>> BEGIN LISTED ENTRIES

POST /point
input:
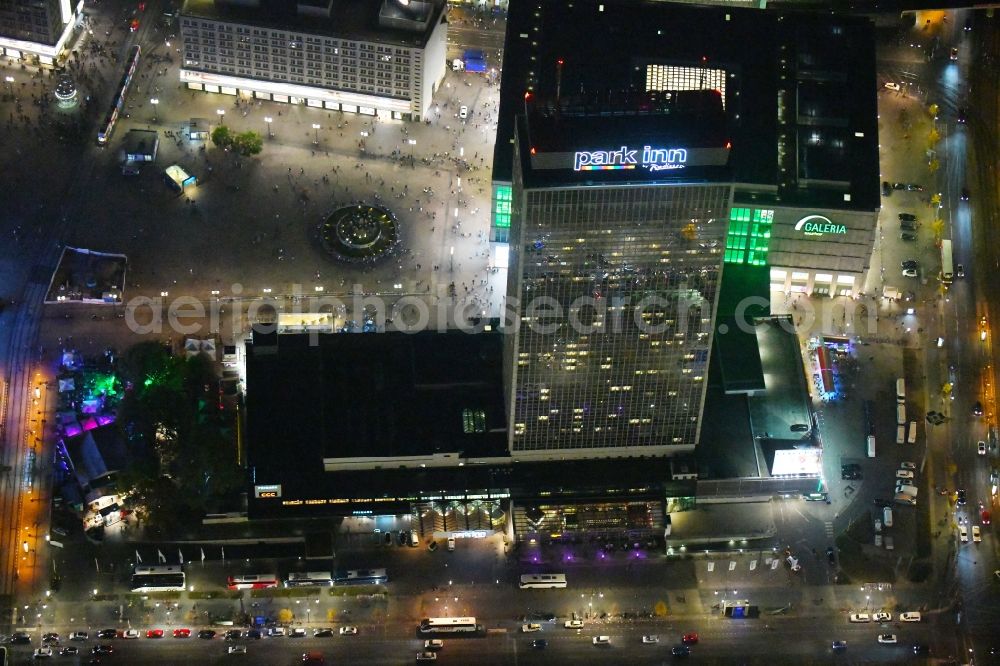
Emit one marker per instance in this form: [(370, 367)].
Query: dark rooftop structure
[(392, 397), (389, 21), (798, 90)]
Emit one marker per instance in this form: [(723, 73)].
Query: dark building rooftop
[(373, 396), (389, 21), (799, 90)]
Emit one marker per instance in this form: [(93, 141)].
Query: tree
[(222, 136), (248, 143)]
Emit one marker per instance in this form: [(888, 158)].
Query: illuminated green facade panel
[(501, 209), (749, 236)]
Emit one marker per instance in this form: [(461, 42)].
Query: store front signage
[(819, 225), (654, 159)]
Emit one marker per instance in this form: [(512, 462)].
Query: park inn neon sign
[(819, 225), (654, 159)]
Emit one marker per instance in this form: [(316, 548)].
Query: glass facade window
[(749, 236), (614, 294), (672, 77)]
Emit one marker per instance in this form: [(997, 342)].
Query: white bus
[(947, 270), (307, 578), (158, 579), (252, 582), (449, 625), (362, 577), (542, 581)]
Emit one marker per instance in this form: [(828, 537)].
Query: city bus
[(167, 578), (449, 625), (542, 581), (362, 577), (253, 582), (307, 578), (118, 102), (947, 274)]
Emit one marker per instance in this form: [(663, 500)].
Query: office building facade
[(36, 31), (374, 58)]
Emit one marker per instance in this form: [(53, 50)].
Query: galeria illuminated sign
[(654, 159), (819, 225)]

>> END LISTED ENTRIES

# WHAT THE TASK ASKS:
Quote all the rows above word for word, leaving out the pictures.

# THE RESPONSE:
POST /point
input:
Emit one marker per instance in this form: [(370, 367)].
Query: dark rooftop structure
[(392, 397), (389, 21), (798, 90)]
Emit one marker per instance in this form: [(723, 73)].
Query: dark building rooftop
[(373, 396), (389, 21), (799, 90)]
Emit one marker per instance in this form: [(93, 141)].
Query: tree
[(222, 136), (248, 143)]
Emit one marker per instance in this form: [(888, 158)].
Query: illuminated green facade panel
[(501, 209), (749, 236)]
Emit one marker per instance in this form: [(461, 42)].
Query: store front signage
[(819, 225), (654, 159)]
Emit one marker per instance in this form: [(512, 462)].
Query: park inn neon sign
[(819, 225), (654, 159)]
Emit one marker per instance in this form: [(316, 548)].
Query: glass facade window
[(749, 236), (614, 294), (672, 77)]
Emit one marker per instance in this form: [(997, 342)].
Query: white bus
[(947, 270), (307, 578), (158, 579), (252, 582), (449, 625), (362, 577), (542, 581)]
Emit one marker per instance in this form: [(828, 537)].
Query: city bus
[(167, 578), (449, 625), (542, 581), (362, 577), (253, 582), (307, 578), (118, 102), (947, 274)]
Emit one marker per instance in this form: [(663, 500)].
Query: office building facade
[(36, 31), (374, 58)]
Emit one marker per instance in this form: [(53, 50)].
Query: galeria illuminated sign
[(654, 159), (819, 225)]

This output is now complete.